文書の一節
'''
④現在実施中の連携業務:「室内空気実態調査」(30地研参加)、「後発医薬品対策」(10都府県)は概ね順応に推移しているが、プランニングの段階から連携をとり協働したいとの意見が多くみられ、今後連携手法をさらに確立する必要がある。
8)地研と国研との機能分担・機能連携を推 進するための実践的な提言(意見)
◆健康危機管理体制
①原因物質の究明を行う地研に対し、国研の指導援助と併せて、高度な分析検査を実施して欲しい。(杉田;栃木県)
②Risk及びDemands-Needsからみた健康危機管理における国研、地研、保健所等の機能分担・連係に関する提言(表)。(宮本;静岡県)
③国研と地研が連係分担して、分析前処理の簡便化した迅速分析法の確立、分析項目の優先順位、標準物質の整備、全国衛生化学技術協議会に毒物による食中毒対策部会の新設が必要である。(水野;石川県)
④健康危機管理事例に対応したネットワ-ク
づくり及び窓口づくり、地研から要請を受けた国研は的確に対応する義務を業務として分担する。要請によっては、担当技術者のみならず、相互の人的交流、機器、リファレンスバンク等の相互利用が行い得るような人的、予算的な措置がなされるべき。(林;神戸市)
'''
課題の目的
地研と国研の連携に関する文書の「8)地研と国研との機能分担・機能連携を推 進するための実践的な提言(意見)」から「提言(表)。(宮本;静岡県)」までを、一字一句変えずに再掲してください。 これらのレコードは、この作業では使用しません。

データ抜粋
'''
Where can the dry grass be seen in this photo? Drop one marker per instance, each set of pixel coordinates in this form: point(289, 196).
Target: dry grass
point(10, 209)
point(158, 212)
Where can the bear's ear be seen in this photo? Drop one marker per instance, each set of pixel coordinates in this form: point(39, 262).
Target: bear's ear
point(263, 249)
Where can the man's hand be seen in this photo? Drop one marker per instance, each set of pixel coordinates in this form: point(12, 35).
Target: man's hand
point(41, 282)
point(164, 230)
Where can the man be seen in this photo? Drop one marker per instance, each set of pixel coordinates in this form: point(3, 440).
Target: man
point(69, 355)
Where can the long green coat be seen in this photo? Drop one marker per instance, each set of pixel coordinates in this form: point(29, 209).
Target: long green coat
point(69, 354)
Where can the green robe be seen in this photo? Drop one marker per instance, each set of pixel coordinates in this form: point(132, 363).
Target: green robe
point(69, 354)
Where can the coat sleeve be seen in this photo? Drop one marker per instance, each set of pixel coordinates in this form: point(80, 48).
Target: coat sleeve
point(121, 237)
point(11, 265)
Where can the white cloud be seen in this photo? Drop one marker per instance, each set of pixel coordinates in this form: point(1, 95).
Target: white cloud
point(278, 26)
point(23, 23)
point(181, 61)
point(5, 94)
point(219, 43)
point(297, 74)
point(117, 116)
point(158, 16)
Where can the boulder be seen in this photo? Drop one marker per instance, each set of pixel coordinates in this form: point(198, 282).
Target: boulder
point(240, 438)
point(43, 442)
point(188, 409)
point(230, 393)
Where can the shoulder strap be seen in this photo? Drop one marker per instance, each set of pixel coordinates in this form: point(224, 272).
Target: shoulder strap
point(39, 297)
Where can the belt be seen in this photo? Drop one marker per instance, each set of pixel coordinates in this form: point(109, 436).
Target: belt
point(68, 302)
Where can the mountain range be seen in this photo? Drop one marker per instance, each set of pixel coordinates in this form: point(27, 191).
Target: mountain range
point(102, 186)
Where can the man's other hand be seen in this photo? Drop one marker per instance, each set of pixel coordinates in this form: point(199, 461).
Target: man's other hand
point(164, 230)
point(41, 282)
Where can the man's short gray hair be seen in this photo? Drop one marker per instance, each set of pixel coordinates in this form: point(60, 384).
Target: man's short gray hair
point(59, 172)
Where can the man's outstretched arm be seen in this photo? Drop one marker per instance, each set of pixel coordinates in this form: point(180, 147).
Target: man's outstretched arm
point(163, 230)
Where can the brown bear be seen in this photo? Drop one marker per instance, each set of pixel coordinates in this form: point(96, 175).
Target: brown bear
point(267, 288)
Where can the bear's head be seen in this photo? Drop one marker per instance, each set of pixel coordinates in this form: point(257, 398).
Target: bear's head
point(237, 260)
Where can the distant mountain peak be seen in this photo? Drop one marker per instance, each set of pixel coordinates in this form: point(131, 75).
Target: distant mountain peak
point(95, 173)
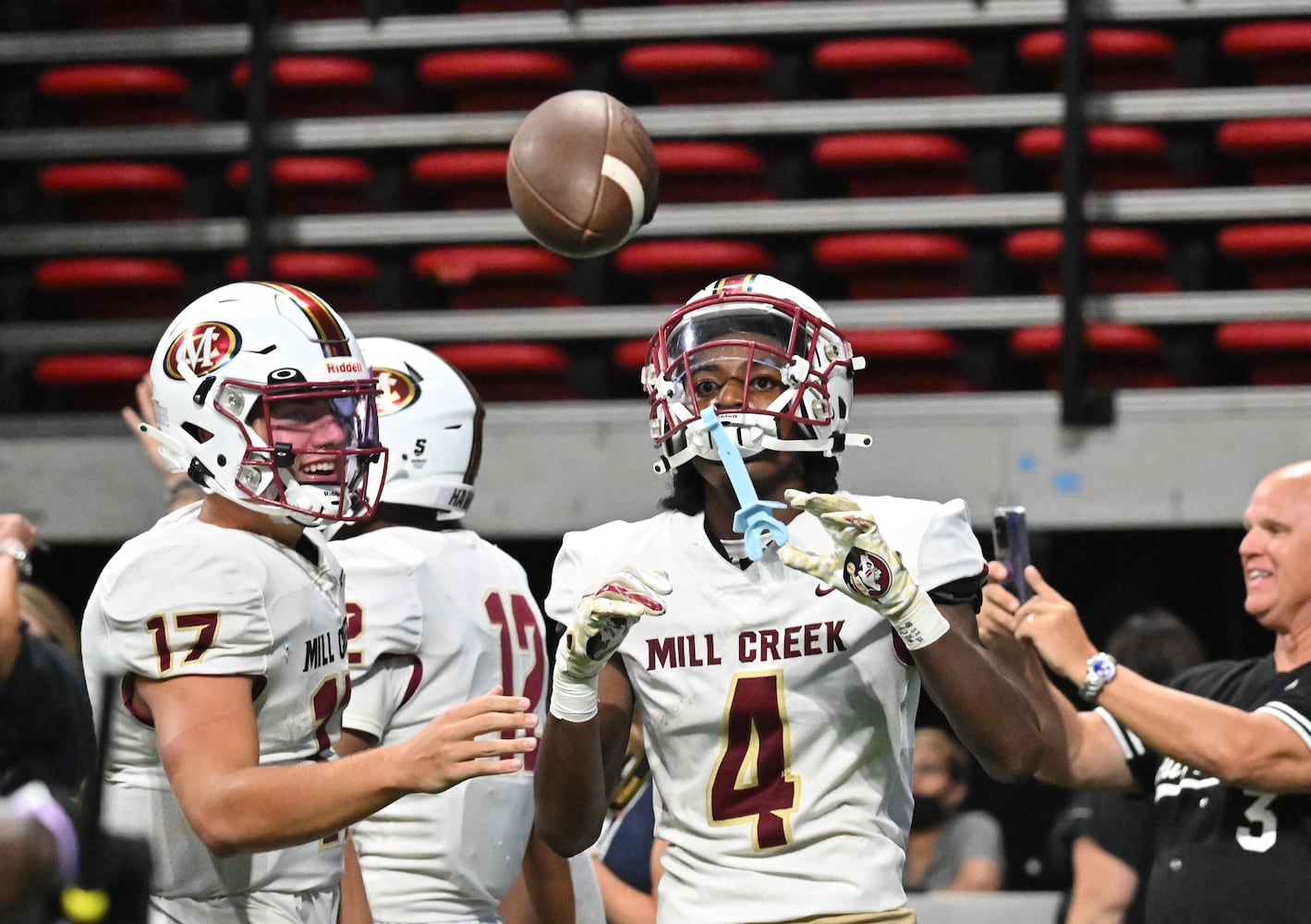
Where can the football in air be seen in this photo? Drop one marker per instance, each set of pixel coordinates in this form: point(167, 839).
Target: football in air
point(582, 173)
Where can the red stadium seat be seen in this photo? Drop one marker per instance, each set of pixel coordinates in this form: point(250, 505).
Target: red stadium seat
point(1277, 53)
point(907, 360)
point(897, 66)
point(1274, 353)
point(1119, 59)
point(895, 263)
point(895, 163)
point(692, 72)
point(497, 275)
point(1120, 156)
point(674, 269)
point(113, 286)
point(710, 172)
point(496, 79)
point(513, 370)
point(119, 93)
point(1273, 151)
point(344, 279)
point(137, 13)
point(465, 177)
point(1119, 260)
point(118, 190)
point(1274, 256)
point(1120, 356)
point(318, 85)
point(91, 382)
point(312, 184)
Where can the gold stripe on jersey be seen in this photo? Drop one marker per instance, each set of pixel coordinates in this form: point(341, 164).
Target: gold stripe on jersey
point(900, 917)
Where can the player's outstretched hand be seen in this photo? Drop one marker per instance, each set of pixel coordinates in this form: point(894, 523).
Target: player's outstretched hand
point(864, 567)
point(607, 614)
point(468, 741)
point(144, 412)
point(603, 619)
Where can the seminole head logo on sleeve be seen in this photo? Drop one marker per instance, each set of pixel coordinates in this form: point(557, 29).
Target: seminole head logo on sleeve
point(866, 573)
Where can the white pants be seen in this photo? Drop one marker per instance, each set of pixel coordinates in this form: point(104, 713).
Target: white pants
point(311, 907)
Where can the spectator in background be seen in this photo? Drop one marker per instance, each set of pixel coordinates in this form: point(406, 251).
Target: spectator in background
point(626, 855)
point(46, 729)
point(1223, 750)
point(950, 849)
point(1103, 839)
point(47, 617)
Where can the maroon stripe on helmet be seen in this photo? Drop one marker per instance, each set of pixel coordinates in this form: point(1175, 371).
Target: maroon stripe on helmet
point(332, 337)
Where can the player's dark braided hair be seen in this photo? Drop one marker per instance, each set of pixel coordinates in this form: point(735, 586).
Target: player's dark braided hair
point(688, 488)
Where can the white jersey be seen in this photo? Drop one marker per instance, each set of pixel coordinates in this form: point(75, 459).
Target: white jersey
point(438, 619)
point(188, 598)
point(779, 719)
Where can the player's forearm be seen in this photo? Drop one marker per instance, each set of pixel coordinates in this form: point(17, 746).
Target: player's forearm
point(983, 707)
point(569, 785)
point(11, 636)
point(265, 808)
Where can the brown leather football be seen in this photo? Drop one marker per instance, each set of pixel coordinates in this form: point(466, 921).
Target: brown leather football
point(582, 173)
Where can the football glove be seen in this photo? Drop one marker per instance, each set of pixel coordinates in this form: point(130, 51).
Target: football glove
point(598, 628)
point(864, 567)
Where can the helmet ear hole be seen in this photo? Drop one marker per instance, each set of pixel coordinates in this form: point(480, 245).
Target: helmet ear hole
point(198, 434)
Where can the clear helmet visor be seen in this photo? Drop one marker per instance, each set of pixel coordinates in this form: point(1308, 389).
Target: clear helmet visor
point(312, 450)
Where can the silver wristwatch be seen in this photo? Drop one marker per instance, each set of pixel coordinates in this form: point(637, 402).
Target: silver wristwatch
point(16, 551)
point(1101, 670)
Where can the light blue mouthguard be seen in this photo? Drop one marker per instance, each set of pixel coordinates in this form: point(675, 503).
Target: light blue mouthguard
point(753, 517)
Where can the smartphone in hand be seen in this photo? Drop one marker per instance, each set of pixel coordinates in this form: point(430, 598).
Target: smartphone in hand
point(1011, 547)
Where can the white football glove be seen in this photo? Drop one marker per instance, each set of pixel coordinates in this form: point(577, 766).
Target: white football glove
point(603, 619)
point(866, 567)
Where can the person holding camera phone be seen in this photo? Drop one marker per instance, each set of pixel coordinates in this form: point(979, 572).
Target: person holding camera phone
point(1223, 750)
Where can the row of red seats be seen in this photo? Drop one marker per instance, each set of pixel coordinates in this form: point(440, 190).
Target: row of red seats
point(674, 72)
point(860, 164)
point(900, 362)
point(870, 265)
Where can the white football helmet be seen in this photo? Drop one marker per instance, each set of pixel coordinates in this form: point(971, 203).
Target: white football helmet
'''
'''
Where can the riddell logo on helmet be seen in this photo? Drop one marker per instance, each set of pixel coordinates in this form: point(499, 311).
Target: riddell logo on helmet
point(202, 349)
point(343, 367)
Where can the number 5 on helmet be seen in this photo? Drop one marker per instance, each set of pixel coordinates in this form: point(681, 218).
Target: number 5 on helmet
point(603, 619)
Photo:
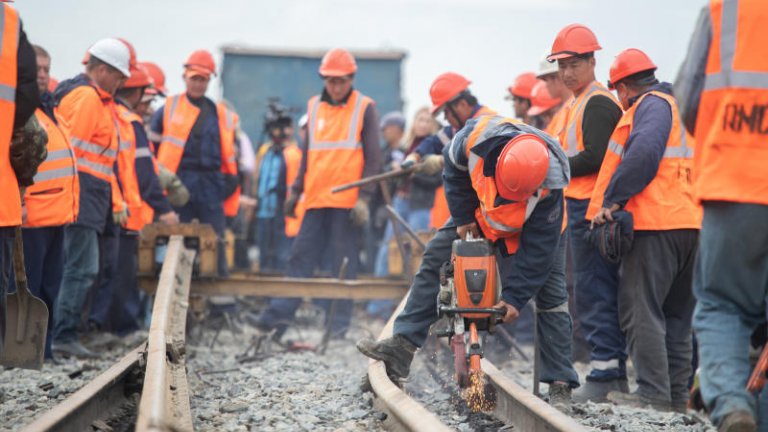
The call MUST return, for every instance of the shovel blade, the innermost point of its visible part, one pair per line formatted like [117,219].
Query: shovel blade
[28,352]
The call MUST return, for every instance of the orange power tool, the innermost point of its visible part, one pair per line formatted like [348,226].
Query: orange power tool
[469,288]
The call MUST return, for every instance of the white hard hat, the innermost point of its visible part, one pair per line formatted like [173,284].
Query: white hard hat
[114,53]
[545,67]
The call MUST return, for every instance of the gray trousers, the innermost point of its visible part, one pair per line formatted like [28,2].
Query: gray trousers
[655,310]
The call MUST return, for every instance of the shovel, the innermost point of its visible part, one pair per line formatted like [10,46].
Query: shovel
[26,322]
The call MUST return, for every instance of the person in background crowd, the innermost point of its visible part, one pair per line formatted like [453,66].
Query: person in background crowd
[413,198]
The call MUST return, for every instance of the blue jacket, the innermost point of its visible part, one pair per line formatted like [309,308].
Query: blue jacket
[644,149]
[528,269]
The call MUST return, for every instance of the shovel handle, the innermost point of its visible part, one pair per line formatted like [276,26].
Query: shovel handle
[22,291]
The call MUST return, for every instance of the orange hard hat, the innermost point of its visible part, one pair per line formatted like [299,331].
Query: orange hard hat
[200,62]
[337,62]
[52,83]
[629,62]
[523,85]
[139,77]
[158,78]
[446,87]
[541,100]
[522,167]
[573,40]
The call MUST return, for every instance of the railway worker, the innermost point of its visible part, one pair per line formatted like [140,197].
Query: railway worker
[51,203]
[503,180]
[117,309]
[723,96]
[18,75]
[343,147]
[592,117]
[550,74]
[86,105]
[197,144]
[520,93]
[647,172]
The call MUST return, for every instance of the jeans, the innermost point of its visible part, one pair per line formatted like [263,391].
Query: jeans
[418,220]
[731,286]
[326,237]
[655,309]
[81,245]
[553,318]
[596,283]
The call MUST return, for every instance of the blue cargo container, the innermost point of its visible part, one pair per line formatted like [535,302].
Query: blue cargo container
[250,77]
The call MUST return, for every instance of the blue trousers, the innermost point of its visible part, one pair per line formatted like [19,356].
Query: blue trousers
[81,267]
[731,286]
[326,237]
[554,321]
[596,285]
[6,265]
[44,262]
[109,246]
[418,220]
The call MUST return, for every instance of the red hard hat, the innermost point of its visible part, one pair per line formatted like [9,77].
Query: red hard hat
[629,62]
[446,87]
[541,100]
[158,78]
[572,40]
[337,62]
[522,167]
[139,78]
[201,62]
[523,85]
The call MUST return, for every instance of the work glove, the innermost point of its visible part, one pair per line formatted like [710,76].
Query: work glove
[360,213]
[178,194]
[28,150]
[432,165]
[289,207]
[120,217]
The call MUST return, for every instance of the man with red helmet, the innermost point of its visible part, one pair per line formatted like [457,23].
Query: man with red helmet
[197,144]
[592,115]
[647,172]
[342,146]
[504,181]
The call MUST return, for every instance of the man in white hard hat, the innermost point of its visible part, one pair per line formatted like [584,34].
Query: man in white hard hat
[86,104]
'''
本問の解答
8)地研と国研との機能分担・機能連携を推 進するための実践的な提言(意見)
◆健康危機管理体制
①原因物質の究明を行う地研に対し、国研の指導援助と併せて、高度な分析検査を実施して欲しい。(杉田;栃木県)
②Risk及びDemands-Needsからみた健康危機管理における国研、地研、保健所等の機能分担・連係に関する提言(表)。(宮本;静岡県)